What the exercise asks
Can you copy the forum post from "the lumen output" through "size/bend i need)", switching "cardboard" to "poster board"?

# 26w cfl, stealth, soil grow



## DOC. GREENTHUMB (Apr 14, 2009)

hi im new to sites like this and i need help with my growing i have not 
started but i have bought a 3 pack of 26w (orange/red spectrum bulbs)
(it doesnt say the k rating but it should be around 2700k)
the lumen output is 1750 each bulb and i have 3 
i have a hourly timer for the lights, i will be making a batwing reflector with
the 3 bulbs on and add hooks to adjust the hight of the bulbs i am using 
white printing paper for reflection on the walls and roof of my cabnit
(not very big i am going to lst the plants)
i will be picking up some soil from walmart with the higher N in the #-#-# 
NPK numbers (or marical gro) a garbage bag held up with tacs or staples 
infront of the cabnit door so there are no light leaks and normal desk lamp
light fixtures for the bulbs to go in 
but i need help on how to make the batwing reflector and what to use
becuz i am on a no budgit grow (add spent $30 already)
i was thinking of using alummanum foil stapled onto a piece of cardboard
(so i can get the right size/bend i need)

Raw data
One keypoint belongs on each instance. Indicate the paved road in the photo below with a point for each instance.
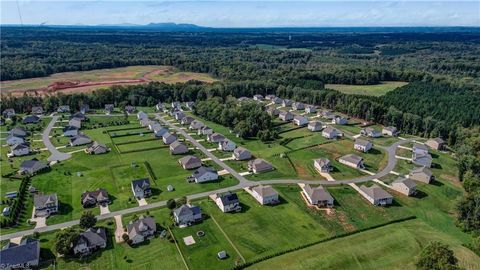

Result
the lumen output is 1750 each bulb and i have 3 
i have a hourly timer for the lights, i will be making a batwing reflector with
the 3 bulbs on and add hooks to adjust the hight of the bulbs i am using 
white printing paper for reflection on the walls and roof of my cabnit
(not very big i am going to lst the plants)
i will be picking up some soil from walmart with the higher N in the #-#-# 
NPK numbers (or marical gro) a garbage bag held up with tacs or staples 
infront of the cabnit door so there are no light leaks and normal desk lamp
light fixtures for the bulbs to go in 
but i need help on how to make the batwing reflector and what to use
becuz i am on a no budgit grow (add spent $30 already)
i was thinking of using alummanum foil stapled onto a piece of poster board
(so i can get the right size/bend i need)